2. Raman Enhancement of 2D Materials

This section will briefly introduce the Raman enhancement mechanism of 2D materials, including graphene, h-BN, and molybdenum disulfide (MoS2). Unlike EM enhancement mechanism of most metallic SERS substrates, Raman enhancement of 2D materials is due to chemical enhancement mechanism [26,33,37,38]. Chemical enhancement factor on metallic surface is usually low (~10–100) [39] compared with EM enhancement factor (~106–1011) [5,40,41]. From a broad perspective, chemical enhancement can be considered as modification of the Raman polarizability tensor of molecule upon its adsorption, which in turn enhances or quenches Raman signals of vibrational modes [42,43]. In normal Raman scattering process, molecules are excited by external light to a high-energy level (an intermediate virtual state), and then molecules relax to ground state and emit Raman scattered photons. If the energy of the intermediate virtual state happens to be the same as one of the real electronic levels in the molecule, this scattering process is called resonance Raman scattering, which will have higher scattering efficiency and enhanced Raman signal. Charge-transfer model is often employed to explain chemical enhancement mechanism when molecules are adsorbed on metallic surface. One scenario of charge-transfer mechanisms is that molecules and metal form a surface complex by chemical bonding, which may cause a substantial change in the intrinsic polarizability of the molecule. This new surface complex creates a new electronic state, which is in resonance with the laser and shows enhanced Raman signal. This charge transfer model is the so-called excited state charge transfer model [44]. 2D materials provide a superior platform to study the chemical enhancement mechanism, because they have no dangling bonds in vertical direction and have atomically flat surface, and thus offer a pure system for the study of chemical enhancement effect.

→ **WHAT IS ASKED**
**A)** Can you sum up the passage on Raman enhancement of 2D materials in two sentences?
**B)** Could you carry the passage on Raman enhancement of 2D materials forward from its final sentence?
The records aren't needed for anything here.

→ **RECORDED INFORMATION**

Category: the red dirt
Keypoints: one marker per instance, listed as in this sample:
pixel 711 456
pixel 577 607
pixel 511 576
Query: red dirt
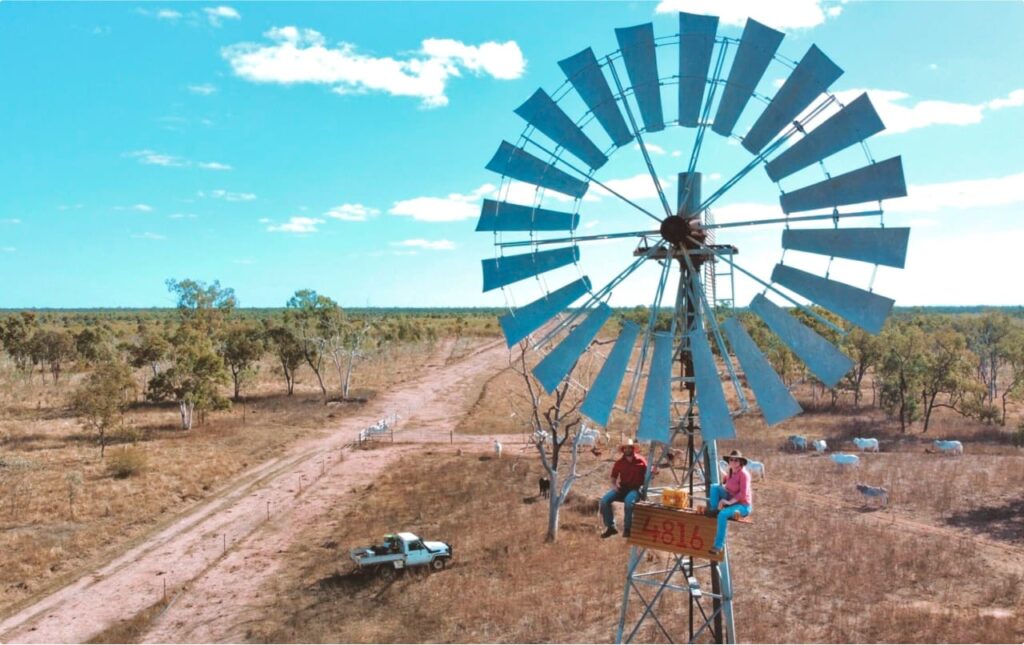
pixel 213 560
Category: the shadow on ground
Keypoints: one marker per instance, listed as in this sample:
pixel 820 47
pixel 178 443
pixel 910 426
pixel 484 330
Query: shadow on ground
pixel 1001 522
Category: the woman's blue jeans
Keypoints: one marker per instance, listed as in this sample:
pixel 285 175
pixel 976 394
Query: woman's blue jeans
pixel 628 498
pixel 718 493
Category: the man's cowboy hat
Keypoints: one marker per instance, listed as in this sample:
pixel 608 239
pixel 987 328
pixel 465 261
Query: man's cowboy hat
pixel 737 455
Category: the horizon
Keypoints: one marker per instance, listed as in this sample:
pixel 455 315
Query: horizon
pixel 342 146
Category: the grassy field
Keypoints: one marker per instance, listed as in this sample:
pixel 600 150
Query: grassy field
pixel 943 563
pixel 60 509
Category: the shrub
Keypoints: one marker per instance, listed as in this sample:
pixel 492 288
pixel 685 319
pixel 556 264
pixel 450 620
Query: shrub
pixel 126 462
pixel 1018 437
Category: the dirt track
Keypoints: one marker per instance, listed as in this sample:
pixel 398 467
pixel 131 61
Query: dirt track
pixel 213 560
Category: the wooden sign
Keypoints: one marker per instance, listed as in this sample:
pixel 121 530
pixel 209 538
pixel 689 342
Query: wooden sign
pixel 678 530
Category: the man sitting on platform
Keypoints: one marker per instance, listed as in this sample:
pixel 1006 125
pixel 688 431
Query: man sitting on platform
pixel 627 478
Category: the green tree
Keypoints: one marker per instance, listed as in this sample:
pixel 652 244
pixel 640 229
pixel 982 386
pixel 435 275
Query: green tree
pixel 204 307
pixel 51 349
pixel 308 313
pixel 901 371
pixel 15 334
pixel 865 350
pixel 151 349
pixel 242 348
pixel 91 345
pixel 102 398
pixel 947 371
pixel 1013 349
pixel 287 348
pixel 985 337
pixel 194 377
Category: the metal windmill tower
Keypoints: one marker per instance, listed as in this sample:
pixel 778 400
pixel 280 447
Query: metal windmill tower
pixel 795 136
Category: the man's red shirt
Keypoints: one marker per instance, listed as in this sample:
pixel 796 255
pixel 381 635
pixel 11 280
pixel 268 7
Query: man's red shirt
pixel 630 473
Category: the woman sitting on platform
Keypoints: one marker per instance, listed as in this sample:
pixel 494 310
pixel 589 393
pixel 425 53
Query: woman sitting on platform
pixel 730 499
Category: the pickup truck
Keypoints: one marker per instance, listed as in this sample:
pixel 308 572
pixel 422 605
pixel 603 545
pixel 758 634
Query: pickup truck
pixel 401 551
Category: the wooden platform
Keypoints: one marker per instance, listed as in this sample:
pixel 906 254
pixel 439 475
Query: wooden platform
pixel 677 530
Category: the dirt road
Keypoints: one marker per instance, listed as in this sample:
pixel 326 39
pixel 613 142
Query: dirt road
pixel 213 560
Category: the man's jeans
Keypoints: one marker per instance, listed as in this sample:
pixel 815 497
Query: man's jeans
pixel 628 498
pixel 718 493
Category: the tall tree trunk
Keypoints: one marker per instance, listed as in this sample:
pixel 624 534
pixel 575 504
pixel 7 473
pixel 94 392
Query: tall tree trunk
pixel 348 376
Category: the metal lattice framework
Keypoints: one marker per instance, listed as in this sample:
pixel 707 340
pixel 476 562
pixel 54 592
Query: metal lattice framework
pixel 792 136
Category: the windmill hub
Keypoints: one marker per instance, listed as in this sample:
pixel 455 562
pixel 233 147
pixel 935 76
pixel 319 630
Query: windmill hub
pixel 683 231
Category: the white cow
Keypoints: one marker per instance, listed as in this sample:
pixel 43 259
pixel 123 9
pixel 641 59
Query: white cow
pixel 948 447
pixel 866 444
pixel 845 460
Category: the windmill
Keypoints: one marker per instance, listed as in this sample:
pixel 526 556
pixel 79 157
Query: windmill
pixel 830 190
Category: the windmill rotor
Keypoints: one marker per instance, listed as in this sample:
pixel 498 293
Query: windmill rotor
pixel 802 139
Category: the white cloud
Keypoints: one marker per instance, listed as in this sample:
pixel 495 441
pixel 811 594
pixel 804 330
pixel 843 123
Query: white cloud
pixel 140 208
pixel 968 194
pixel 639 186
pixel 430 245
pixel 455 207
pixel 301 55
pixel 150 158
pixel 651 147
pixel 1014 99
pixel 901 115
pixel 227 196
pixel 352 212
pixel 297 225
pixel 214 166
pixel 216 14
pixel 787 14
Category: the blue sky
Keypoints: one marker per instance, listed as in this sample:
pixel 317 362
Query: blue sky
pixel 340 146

→ **TASK-BY-TASK RESULTS**
**A)** Raman enhancement of 2D materials such as graphene, h-BN, and MoS2 comes from a chemical enhancement mechanism, which modifies a molecule's Raman polarizability tensor when it is adsorbed. This mechanism is often explained by a charge-transfer model, and 2D materials, with no dangling bonds in the vertical direction and an atomically flat surface, offer a pure system for studying it.

**B)**
Graphene is the first 2D material used to enhance Raman signals of molecules [33]. Raman enhancement of pristine graphene is ascribed to the ground state charge transfer mechanism [28,37] instead of the aforementioned excited state charge transfer mechanism. In ground state charge transfer process, analyte molecules do not form chemical bond with SERS substrate necessarily, and charge transfer happens when the substrate and the molecules are in the ground state. The charge transfer between molecules and graphene is a physical interaction instead of chemical bonding formation, and thus causes minor change in analytes’ electronic distribution. Ground-state charge transfer can easily happen between graphene and molecules adsorbed on its surface because of graphene’s two unique features: abundant π electrons on its surface and continuous energy band. Figure 1a shows the proposed ground state charge-transfer process between a dye molecule and graphene. In this process, the graphene electrons involvement in the Raman scattered process can enhance the electron−phonon coupling and thus induce the enhancement of the Raman signals [37]. It has been found that graphene Raman enhancement is vibration-mode dependent. The vibrational mode involving the lone pair or π electrons, which has stronger coupling with graphene, has highest Raman enhancement [29,45]. A more in-depth explanation of graphene-based surface enhancement scattering (GERS) has been given in [37].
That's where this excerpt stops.